### [TO DO]
1 – According to the cooking blog, how much plain yogurt does the writer now add to the boys' mac 'n cheese?
2 – Repeat word for word the part of the cooking blog starting at "I've recently been" and ending at "was it good!!".

### [SOURCE]
==============================

Tuesday, May 12, 2009

Tips and Tricks Tuesday

I've recently been experimenting with using plain yogurt in place of milk or sour cream in some recipes. This was all prompted by Zack and Aaron. They wanted Mac 'n cheese for lunch last week but I was out of milk. I had a nearly full tub of plain yogurt in the fridge, so I thought what they heck. It should lend a milky taste and it should make a nice creamy sauce. Oh my god was it good!!
I've made mac 'n cheese for the boys two more times since and I've cut the usual 1/4 cup of butter and 1/4 cup milk down to 2 tbsp of each and add 1/2 cup of plain yogurt. It's so yummy and the sause is so creamy! I'll never amke mac n cheese without it now.
Last night I made a Brisket with mashed potatoes as a side. Instead of loading the potatoes up with butter, milk and sour cream, I used the yogurt. I still added a small amount of butter, milk and sour cream, but not nearly as much.
Hopefully this will make a some of these fatty sauces and sides healthier. Plain yogurt will now be staple in my fridge. Hmmm, I wonder how it would taste in an Alfredo sauce....

Thursday, May 7, 2009

Turkish Meatballs

It's been awhile since I've posted anything because it's been awhile since I've felt like cooking. But we've eaten too much take out lately and need to get back on track.
I've had this ground lamb in my freezer for a while now. I had the intention on making Shepperd's Pie with it. But yesterday while in Barnes and Nobles, I found this recipe for Turkish Meatballs. I was in the children's area and it was a children's cook book. But hey, it sounded really good and easy. I didn't buy the cook book as it was almost $20. But I got the gist of the recipe and felt I could wing it at home. Of course this afternoon came and I couldn't remember anything. So I googled it. I also wanted to make a cucumber dress to drizzle over top of it. I compared several recipes and came up with something. I think they came out really good. There would only be a few things that I would do differently next time.
The first thing I would do (per someone else's suggestion) is to get a shoulder cut of lamb and have it ground rather than buying it pre-ground. Apparently, the pre-ground lamb has a great deal more fat in it. The meatballs did come out a bit greasy.
They also came out a tad spicy. I liked this bit of kick, but some people might not, so I would eliminate the cayenne pepper or reduce the amount.

==============================

### [SUPPLIED RECORDS]

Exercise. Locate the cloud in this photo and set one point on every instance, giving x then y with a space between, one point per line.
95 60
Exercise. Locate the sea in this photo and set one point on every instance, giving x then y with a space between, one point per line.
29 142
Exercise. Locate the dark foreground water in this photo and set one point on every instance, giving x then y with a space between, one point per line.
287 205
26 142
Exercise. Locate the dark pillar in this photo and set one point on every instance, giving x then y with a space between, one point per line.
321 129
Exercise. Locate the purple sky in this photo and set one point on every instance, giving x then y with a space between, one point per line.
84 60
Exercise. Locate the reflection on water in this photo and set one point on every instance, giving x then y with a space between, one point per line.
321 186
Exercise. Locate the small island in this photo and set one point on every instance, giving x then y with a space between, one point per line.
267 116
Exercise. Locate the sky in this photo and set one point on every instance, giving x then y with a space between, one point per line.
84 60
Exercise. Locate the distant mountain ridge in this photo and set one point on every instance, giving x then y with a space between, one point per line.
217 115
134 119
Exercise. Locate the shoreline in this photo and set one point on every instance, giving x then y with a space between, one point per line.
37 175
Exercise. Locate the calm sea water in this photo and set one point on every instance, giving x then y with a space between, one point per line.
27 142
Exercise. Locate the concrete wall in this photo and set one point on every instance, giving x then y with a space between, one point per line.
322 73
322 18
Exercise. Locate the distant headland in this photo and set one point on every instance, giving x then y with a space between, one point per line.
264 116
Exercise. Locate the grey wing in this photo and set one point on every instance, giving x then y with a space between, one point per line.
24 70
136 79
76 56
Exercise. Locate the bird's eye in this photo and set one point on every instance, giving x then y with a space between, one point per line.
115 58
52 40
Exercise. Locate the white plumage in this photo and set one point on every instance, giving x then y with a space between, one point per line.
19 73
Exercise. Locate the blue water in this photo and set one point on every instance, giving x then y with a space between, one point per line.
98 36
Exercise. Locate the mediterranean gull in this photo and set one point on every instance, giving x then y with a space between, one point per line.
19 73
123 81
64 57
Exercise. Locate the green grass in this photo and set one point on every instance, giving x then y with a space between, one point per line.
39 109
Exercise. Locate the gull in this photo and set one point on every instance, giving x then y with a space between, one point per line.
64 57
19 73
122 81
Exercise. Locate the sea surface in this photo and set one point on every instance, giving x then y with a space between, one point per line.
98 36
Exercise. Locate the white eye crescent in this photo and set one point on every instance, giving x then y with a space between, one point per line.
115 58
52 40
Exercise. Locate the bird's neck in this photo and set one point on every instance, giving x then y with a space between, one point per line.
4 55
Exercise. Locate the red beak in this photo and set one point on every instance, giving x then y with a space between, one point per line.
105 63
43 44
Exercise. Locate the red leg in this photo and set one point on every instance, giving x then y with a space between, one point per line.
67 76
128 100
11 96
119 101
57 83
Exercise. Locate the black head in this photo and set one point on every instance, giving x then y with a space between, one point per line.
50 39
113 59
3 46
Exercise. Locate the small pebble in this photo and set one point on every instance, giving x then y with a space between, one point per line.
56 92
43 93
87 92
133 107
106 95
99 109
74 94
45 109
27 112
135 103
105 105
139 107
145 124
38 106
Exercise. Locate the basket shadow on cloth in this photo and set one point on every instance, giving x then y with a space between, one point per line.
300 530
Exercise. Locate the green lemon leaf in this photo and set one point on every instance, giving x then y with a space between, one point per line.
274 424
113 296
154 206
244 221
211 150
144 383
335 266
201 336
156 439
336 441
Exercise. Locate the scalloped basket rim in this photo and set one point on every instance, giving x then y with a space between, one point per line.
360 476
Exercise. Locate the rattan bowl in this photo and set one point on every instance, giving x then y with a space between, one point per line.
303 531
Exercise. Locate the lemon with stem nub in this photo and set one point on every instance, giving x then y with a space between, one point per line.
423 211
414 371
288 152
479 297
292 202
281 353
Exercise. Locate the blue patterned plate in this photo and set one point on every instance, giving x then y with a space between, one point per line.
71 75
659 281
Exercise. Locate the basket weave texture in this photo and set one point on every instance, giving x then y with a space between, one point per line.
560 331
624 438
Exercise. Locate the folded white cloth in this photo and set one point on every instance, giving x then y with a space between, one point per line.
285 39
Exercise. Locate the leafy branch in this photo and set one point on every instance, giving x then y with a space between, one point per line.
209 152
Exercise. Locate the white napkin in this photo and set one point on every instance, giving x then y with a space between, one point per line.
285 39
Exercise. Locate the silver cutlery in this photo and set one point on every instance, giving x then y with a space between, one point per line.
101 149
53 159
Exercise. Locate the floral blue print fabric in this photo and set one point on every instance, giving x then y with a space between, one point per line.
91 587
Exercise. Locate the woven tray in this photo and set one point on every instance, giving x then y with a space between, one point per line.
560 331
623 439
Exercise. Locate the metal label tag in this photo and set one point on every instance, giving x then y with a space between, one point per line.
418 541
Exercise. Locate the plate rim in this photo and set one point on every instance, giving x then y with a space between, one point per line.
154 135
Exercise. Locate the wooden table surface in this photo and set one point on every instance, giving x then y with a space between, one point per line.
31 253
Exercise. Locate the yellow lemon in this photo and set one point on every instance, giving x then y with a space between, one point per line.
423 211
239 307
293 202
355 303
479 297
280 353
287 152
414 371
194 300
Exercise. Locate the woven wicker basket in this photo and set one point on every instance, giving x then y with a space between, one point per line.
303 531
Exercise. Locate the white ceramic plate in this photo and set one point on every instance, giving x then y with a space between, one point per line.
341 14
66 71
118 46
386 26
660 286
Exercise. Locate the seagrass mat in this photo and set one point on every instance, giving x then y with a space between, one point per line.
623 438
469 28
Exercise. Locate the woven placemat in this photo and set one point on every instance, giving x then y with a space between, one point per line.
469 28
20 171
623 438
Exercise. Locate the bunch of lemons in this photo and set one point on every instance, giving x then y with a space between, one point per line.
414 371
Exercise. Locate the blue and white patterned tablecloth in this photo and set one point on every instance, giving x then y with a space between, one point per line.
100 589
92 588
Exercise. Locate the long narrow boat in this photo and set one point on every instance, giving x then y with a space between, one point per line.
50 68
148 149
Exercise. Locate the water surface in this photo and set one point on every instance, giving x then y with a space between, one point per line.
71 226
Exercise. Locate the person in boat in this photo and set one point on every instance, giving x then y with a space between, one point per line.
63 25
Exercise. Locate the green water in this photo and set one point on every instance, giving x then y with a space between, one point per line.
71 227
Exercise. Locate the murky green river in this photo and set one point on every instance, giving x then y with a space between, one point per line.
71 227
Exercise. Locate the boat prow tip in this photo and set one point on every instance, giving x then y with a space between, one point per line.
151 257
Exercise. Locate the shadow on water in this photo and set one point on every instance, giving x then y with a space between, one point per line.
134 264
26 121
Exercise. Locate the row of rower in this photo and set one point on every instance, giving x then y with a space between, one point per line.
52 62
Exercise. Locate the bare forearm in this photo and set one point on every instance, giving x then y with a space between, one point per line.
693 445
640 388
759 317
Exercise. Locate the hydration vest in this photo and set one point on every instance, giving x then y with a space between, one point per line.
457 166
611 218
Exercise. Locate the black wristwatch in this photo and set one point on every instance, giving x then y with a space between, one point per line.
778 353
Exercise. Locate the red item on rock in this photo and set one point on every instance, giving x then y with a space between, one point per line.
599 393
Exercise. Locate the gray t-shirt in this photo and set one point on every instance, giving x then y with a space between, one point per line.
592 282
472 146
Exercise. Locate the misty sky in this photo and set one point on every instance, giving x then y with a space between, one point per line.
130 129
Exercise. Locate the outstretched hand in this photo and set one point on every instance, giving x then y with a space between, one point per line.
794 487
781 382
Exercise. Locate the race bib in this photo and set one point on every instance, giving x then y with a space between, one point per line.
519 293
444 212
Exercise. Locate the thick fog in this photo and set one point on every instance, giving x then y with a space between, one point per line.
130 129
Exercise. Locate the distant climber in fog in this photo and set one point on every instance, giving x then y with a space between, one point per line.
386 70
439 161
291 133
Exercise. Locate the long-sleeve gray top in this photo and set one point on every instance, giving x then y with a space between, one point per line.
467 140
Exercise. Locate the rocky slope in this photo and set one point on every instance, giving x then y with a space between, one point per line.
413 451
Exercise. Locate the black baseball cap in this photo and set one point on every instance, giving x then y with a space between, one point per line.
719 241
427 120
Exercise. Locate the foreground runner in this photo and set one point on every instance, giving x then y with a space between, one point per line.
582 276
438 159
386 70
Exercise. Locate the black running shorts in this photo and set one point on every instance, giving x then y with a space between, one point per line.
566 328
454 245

==============================

### [TASK-BY-TASK SOLUTIONS]
1 – 1/2 cup of plain yogurt.

2 –
I've recently been experimenting with using plain yogurt in place of milk or sour cream in some recipes. This was all prompted by Zack and Aaron. They wanted Mac 'n cheese for lunch last week but I was out of milk. I had a nearly full tub of plain yogurt in the fridge, so I thought what they heck. It should lend a milky taste and it should make a nice creamy sauce. Oh my god was it good!!